### SUPPLIED ENTRIES ###

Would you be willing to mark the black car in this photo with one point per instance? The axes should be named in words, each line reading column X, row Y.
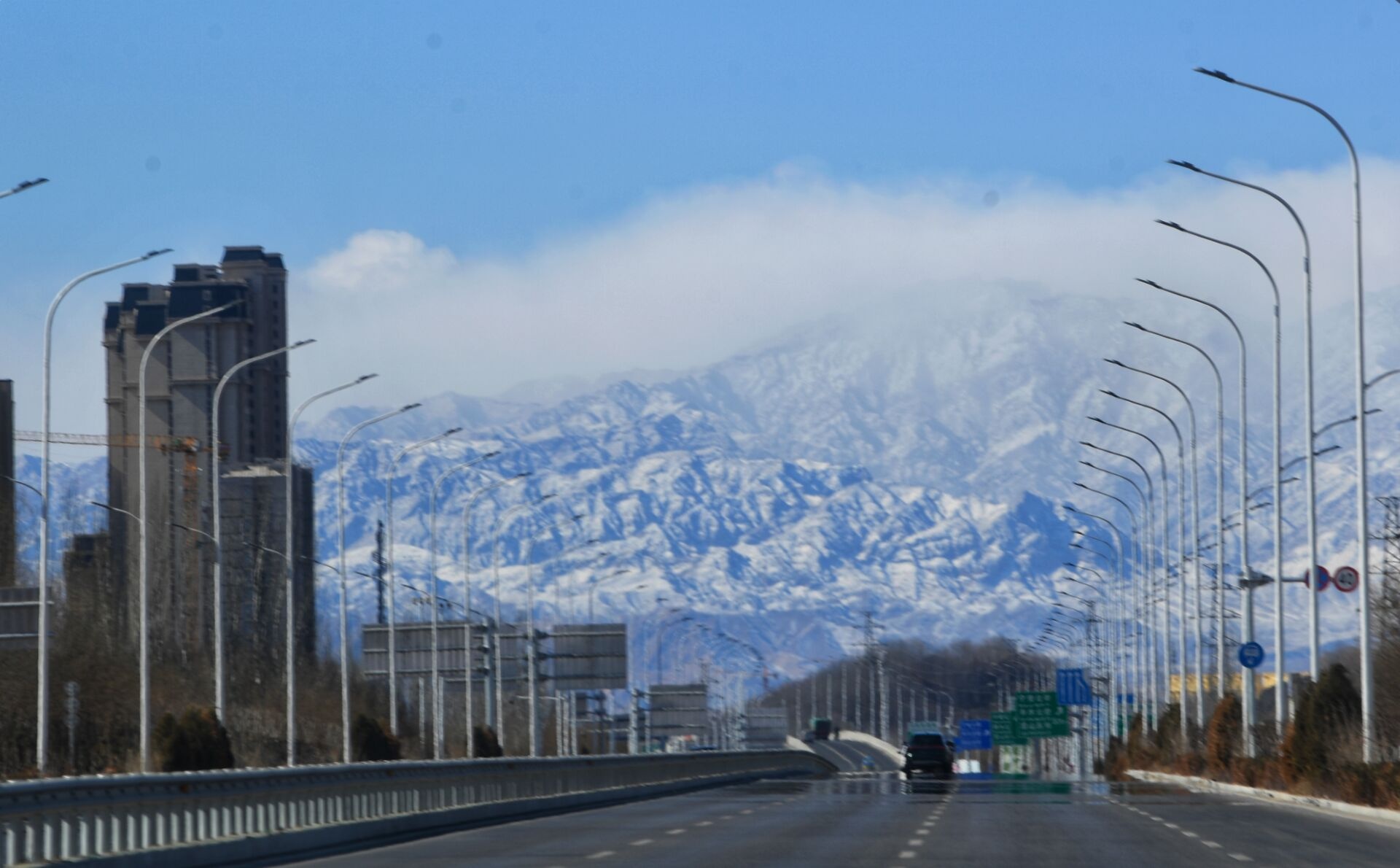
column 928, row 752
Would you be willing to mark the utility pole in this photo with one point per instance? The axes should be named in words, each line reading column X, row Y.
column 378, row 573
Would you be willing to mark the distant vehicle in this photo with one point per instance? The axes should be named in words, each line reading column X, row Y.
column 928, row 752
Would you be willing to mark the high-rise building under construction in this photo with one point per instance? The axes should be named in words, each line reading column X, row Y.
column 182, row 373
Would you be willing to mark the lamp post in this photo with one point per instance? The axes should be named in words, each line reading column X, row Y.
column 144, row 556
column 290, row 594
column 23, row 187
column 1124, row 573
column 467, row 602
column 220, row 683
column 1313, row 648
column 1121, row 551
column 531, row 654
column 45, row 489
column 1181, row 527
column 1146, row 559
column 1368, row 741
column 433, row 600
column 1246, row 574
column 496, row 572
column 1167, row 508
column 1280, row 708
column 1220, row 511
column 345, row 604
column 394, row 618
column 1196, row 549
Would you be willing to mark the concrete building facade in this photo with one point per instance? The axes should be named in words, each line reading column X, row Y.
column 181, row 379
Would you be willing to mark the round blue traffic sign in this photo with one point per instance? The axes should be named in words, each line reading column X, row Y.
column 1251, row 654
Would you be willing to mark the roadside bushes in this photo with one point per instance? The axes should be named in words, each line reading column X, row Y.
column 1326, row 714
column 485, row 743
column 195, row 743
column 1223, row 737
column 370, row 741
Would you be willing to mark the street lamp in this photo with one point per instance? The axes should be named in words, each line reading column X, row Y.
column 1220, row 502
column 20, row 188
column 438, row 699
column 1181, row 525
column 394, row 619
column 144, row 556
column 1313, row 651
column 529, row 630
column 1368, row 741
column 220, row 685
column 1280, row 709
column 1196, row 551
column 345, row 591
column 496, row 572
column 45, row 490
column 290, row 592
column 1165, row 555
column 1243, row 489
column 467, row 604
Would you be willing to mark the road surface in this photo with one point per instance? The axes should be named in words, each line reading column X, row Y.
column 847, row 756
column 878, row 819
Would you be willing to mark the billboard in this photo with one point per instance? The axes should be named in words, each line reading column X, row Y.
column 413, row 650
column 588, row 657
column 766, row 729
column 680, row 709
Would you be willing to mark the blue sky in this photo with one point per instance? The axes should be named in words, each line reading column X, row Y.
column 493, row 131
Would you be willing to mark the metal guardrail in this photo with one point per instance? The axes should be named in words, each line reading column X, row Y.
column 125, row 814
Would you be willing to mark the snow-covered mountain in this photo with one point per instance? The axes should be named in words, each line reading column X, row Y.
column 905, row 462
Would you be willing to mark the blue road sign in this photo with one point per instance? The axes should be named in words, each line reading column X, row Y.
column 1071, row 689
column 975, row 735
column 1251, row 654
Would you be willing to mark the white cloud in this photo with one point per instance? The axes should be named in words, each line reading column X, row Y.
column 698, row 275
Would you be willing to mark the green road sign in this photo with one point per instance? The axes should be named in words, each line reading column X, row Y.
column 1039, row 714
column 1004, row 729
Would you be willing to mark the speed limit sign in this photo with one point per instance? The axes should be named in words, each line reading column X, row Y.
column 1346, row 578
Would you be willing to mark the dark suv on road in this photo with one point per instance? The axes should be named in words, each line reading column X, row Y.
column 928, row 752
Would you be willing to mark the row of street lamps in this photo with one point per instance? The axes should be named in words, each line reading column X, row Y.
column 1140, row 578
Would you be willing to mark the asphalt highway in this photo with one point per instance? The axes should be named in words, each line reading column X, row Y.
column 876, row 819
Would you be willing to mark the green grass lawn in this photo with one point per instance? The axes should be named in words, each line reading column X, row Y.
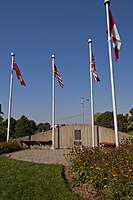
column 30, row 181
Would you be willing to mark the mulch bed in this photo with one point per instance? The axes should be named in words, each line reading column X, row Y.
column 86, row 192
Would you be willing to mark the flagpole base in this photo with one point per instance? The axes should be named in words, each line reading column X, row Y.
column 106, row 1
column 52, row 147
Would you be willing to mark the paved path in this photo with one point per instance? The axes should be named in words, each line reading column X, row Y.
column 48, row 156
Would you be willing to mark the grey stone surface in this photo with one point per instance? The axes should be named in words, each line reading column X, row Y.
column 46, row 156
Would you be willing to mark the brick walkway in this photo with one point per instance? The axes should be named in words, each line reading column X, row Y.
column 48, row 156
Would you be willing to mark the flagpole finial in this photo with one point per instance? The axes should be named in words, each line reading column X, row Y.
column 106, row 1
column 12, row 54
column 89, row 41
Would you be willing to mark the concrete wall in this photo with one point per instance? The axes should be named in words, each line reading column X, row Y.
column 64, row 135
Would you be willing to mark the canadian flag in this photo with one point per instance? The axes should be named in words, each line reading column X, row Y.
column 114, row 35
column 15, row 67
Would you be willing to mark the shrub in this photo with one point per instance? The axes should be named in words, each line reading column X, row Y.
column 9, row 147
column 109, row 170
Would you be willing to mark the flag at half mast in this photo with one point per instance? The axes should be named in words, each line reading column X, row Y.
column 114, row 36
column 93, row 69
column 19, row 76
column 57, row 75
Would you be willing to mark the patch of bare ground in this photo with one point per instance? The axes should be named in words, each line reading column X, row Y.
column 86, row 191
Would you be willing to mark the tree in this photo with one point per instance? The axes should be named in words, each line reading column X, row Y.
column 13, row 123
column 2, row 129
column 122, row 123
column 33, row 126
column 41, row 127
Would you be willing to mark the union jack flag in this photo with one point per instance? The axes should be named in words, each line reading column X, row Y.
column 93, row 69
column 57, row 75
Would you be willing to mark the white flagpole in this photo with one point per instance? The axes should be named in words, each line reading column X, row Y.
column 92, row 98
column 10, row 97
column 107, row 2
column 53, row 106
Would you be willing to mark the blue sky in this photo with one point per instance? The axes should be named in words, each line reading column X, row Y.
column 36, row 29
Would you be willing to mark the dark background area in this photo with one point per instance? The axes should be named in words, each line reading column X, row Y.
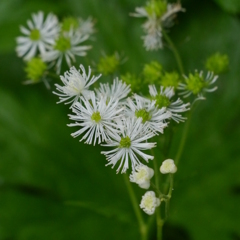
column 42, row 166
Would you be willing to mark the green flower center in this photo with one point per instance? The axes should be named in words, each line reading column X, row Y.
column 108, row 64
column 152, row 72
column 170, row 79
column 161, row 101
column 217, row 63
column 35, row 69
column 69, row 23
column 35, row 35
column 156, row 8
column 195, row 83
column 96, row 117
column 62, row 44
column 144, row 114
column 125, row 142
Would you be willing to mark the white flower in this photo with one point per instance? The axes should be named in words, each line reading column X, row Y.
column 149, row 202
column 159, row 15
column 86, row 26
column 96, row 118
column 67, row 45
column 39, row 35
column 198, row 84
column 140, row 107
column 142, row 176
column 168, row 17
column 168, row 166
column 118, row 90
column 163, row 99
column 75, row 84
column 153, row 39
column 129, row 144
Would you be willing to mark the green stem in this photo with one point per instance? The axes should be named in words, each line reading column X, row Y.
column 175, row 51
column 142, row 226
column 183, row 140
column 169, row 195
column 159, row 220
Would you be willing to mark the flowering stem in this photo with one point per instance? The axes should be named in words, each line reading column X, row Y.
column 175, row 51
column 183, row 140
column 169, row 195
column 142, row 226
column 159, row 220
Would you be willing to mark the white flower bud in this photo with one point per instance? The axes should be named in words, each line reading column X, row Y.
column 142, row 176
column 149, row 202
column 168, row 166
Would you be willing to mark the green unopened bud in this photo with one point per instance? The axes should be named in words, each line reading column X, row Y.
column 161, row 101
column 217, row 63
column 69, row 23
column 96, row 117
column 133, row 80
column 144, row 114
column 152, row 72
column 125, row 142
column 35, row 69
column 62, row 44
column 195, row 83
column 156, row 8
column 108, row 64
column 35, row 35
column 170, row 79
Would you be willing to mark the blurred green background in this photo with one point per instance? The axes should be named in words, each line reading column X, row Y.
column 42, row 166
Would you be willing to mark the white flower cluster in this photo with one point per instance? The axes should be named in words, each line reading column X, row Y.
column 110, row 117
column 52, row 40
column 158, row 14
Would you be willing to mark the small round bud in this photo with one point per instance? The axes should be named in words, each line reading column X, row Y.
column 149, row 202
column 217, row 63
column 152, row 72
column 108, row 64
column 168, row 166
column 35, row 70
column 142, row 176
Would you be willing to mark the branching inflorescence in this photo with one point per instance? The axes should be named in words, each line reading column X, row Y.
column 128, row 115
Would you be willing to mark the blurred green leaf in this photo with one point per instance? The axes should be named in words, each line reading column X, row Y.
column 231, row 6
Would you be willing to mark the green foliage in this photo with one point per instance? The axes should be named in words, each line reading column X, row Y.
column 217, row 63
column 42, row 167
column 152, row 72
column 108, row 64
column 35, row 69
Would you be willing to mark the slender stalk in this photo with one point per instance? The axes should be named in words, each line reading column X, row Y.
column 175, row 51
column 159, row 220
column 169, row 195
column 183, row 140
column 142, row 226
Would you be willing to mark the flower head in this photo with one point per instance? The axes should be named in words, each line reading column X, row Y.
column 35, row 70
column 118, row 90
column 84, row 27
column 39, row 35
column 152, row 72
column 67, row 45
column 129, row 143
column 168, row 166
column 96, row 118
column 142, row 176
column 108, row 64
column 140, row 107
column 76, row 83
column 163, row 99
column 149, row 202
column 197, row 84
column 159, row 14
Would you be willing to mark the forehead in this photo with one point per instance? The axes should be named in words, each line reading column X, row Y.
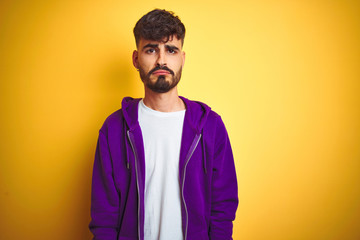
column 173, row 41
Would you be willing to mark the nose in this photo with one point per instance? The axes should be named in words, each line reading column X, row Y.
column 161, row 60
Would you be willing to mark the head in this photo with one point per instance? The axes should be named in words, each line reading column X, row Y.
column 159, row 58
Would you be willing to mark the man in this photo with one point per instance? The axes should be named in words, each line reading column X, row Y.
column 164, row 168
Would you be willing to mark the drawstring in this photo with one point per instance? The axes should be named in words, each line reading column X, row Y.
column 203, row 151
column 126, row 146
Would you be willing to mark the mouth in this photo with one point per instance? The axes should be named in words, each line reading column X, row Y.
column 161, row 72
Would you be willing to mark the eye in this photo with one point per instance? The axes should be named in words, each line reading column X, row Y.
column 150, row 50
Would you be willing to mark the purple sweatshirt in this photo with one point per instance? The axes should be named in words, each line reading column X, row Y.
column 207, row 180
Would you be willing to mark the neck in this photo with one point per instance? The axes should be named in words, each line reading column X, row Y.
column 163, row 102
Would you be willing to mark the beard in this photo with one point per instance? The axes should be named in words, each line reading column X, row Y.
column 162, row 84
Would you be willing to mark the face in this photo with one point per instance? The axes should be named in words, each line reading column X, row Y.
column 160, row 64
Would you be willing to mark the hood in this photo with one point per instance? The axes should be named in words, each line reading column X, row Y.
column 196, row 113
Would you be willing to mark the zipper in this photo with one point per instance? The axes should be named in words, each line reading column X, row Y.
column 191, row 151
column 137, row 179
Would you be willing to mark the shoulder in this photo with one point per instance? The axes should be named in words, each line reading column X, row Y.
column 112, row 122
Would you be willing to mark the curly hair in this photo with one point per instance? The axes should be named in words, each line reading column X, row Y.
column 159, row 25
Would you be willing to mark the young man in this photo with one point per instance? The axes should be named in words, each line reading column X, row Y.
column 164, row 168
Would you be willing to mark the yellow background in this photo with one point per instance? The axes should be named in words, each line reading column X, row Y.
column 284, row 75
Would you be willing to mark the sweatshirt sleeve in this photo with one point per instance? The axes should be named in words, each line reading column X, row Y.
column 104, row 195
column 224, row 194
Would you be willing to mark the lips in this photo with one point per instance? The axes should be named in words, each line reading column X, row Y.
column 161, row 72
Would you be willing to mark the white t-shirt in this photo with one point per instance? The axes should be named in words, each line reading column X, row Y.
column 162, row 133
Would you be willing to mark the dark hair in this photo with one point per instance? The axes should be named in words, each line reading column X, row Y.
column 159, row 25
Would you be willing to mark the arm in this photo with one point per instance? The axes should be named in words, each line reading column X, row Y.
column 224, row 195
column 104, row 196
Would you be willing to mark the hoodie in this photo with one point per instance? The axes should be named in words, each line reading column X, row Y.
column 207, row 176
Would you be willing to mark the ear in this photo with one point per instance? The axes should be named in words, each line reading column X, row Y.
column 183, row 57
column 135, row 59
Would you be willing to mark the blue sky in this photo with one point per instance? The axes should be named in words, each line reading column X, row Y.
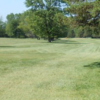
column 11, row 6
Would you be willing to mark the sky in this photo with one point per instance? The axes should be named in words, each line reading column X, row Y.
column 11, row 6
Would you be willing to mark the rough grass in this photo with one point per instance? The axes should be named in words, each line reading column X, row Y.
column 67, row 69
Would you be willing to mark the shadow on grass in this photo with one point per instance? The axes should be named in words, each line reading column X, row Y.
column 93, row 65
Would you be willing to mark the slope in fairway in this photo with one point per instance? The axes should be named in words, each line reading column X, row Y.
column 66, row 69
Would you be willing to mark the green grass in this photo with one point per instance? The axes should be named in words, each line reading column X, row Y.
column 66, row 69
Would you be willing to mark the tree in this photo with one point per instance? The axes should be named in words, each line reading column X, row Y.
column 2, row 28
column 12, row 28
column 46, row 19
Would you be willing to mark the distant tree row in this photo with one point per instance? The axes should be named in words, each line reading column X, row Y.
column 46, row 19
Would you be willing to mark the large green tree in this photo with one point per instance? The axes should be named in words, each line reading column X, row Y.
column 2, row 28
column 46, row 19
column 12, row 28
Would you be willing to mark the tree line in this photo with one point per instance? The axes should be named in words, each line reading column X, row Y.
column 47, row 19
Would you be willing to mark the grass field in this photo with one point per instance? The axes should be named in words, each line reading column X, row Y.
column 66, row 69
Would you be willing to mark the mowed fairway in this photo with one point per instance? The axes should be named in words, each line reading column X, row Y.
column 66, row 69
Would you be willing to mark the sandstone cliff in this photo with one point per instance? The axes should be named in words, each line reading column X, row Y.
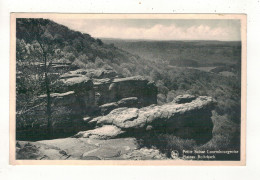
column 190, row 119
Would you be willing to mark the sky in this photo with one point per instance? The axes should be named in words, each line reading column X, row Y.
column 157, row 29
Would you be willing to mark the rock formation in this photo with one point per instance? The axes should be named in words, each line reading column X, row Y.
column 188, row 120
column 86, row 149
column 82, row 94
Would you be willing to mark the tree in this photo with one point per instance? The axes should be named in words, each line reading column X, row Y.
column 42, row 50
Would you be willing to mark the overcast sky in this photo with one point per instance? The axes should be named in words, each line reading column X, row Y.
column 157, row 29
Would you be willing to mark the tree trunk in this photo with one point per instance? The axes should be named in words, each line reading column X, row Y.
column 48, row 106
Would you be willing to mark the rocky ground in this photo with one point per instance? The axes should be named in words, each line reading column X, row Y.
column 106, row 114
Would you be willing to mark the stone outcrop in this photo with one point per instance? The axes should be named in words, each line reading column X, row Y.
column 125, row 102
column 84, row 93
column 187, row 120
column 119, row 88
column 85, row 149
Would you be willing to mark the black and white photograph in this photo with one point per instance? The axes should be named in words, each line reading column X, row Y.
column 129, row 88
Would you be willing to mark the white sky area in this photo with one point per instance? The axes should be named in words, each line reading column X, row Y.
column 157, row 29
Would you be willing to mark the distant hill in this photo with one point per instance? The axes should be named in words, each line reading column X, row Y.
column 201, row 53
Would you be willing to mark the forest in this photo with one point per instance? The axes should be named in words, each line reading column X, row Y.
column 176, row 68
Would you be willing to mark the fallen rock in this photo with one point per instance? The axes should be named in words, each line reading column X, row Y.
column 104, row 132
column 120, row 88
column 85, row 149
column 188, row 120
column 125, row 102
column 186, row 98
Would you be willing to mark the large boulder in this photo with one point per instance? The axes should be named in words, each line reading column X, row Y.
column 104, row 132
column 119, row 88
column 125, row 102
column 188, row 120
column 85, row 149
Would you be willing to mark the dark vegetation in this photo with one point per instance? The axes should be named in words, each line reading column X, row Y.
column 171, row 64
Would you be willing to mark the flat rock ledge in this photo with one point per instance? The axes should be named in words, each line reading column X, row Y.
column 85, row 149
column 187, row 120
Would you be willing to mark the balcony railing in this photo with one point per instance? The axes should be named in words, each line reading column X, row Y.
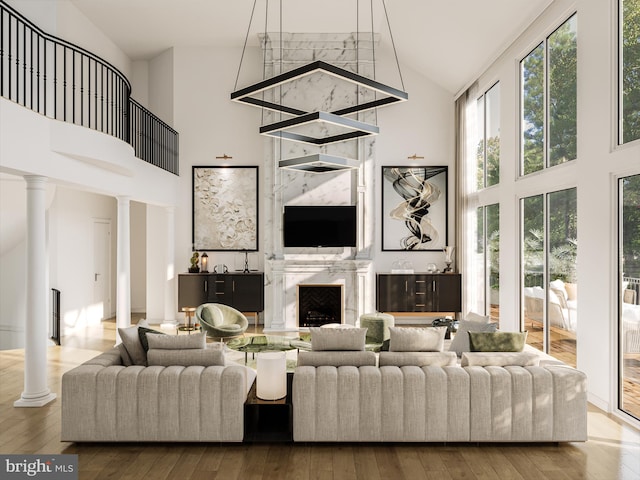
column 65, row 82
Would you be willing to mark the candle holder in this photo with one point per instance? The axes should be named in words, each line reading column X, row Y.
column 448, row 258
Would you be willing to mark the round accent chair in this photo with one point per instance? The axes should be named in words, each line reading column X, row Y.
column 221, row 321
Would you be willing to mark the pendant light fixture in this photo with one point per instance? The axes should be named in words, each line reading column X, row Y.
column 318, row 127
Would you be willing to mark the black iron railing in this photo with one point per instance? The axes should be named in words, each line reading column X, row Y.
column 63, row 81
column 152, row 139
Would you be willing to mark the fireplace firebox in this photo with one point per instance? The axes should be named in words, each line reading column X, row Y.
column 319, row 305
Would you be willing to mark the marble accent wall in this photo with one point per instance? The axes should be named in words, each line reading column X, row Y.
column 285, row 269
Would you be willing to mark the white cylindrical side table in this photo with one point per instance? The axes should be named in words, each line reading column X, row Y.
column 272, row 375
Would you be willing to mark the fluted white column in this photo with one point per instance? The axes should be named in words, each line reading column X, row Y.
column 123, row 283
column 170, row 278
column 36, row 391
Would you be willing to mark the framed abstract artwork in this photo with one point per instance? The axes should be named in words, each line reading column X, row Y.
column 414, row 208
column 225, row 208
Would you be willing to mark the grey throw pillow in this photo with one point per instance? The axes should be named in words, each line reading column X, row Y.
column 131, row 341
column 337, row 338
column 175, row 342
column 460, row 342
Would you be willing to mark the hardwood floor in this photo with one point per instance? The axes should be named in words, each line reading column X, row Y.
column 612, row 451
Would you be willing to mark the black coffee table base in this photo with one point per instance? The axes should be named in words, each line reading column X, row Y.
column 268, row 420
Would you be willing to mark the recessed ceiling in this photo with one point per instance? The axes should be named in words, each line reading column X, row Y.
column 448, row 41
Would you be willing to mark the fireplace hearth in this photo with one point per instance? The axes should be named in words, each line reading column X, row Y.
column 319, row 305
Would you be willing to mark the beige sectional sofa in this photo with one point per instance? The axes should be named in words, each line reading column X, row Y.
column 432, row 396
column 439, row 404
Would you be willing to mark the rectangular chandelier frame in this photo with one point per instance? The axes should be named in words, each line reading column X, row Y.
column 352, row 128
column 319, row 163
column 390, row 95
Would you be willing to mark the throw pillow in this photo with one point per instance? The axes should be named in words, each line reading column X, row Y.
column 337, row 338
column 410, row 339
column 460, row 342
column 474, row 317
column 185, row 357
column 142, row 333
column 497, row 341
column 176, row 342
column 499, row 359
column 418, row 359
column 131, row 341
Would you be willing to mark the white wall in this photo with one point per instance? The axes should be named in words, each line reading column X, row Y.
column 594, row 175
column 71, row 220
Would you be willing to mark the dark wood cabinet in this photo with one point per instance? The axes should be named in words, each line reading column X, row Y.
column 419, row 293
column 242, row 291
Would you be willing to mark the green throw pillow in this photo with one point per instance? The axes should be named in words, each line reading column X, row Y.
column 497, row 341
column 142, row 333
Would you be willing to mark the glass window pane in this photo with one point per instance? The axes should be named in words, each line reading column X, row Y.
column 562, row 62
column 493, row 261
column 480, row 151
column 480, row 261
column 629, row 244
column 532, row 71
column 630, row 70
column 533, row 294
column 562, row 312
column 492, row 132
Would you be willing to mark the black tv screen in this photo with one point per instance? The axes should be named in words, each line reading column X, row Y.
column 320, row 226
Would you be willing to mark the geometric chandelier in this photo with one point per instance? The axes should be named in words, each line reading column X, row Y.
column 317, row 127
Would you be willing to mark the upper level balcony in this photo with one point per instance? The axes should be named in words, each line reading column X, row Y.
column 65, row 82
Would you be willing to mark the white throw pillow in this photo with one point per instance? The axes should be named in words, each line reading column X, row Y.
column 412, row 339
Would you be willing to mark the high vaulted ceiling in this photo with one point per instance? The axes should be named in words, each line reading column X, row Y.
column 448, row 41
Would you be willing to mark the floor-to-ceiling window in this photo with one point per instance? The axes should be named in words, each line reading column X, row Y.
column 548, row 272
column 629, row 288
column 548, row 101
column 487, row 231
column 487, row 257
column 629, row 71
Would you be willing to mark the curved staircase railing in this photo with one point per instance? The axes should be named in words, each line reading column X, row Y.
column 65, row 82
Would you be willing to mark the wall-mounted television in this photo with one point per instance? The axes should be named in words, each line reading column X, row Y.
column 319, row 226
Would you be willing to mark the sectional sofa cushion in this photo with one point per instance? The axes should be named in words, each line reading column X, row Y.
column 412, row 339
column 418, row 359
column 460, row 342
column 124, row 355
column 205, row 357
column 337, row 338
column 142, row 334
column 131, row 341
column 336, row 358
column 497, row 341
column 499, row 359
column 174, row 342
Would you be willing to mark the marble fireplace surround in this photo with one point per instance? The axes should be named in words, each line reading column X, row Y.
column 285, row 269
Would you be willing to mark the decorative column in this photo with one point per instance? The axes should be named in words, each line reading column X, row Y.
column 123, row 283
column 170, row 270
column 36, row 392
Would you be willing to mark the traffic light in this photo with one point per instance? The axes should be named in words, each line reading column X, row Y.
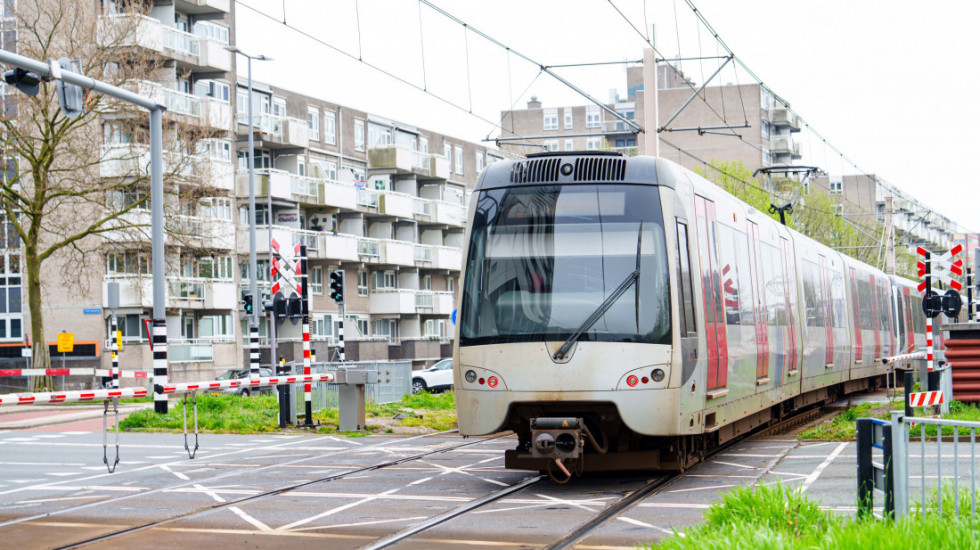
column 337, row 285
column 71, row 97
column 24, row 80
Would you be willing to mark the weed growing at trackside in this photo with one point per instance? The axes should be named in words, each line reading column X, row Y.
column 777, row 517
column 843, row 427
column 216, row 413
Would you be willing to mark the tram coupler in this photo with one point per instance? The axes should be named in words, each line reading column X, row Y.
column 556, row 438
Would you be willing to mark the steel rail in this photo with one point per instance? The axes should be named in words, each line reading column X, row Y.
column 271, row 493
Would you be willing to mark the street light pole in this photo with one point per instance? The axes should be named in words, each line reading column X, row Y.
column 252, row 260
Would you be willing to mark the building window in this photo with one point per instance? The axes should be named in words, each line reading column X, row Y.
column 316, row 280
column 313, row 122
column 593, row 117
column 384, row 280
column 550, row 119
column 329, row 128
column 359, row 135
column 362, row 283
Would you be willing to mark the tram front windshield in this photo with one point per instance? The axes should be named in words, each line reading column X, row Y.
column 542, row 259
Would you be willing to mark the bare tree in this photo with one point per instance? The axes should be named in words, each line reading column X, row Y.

###

## WORK TO DO:
Edit the material beginning at the line that has "Would you be willing to mark the black coffee" and stopping after the line that has "column 439, row 404", swapping "fireplace hearth" for "brick hearth" and leaving everything else as it is. Return only those lines.

## ANSWER TO THIS TASK:
Would you be willing to mark the black coffee table base in this photo with one point per instance? The axes should be named in words, each line reading column X, row Y.
column 268, row 420
Would you be willing to mark the recessed ceiling in this photo with one point per instance? The axes should be named in words, each line reading column X, row Y.
column 448, row 41
Would you be willing to mark the brick hearth in this photo with one point per instance? The axes should be named in words, each line reading column X, row Y.
column 319, row 305
Would you be willing to mark the beige sectional sofa in this photo with one point per instance? The axes should be named in words, each line reading column X, row Y.
column 432, row 396
column 439, row 404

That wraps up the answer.